### TEXT SECTION ###

I don't think this is necessarily accurate. We can, and already do 
(https://godbolt.org/z/MaMEb1Koo),
generate bundles from conditions. If we can interpret a condition, why 
could we not rewrite it into a bundle?
I'm not sure why this is any different form other normalization we do. 
(And bundles have benefits over implicit
instruction encodings, for example use tracking and #instructions.)

>   This means we have to handle multiple variants across the codebase, which
can lead to situations where only one or the other is handled, which in turn can
lead to surprising results (of the form: why does a transformation apply if
information provided in a certain way, but does not apply of the equivalent info
is provided in a different way).
> Using instruction potentially also allows us to specify more complex
ranges, in relation to other values.

###

=== TASKS TO CARRY OUT ===
1: Please return the portion of the bundles excerpt that opens with the words containing "(And bundles have" and closes with "a different way).".
2: Answer these questions from the bundles excerpt:
(a) What does the writer say is already generated from conditions?
(b) Which two benefits of bundles over implicit instruction encodings are named?
(c) According to the quoted passage, what might using instruction allow us to specify?

### RECORDED DATA ###

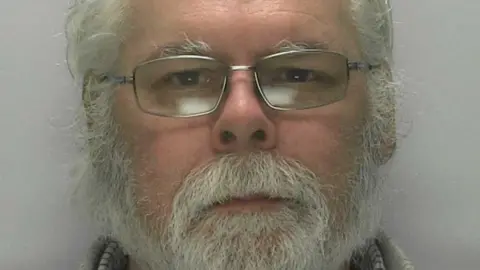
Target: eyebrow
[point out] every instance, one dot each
(197, 47)
(187, 47)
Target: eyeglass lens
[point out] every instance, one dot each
(190, 86)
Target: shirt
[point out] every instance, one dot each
(377, 254)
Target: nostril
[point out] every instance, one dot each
(227, 137)
(259, 135)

###

=== OUTPUTS BY TASK ===
1:
(And bundles have benefits over implicit
instruction encodings, for example use tracking and #instructions.)

>   This means we have to handle multiple variants across the codebase, which
can lead to situations where only one or the other is handled, which in turn can
lead to surprising results (of the form: why does a transformation apply if
information provided in a certain way, but does not apply of the equivalent info
is provided in a different way).

2:
(a) Bundles.
(b) Use tracking and #instructions.
(c) More complex ranges, in relation to other values.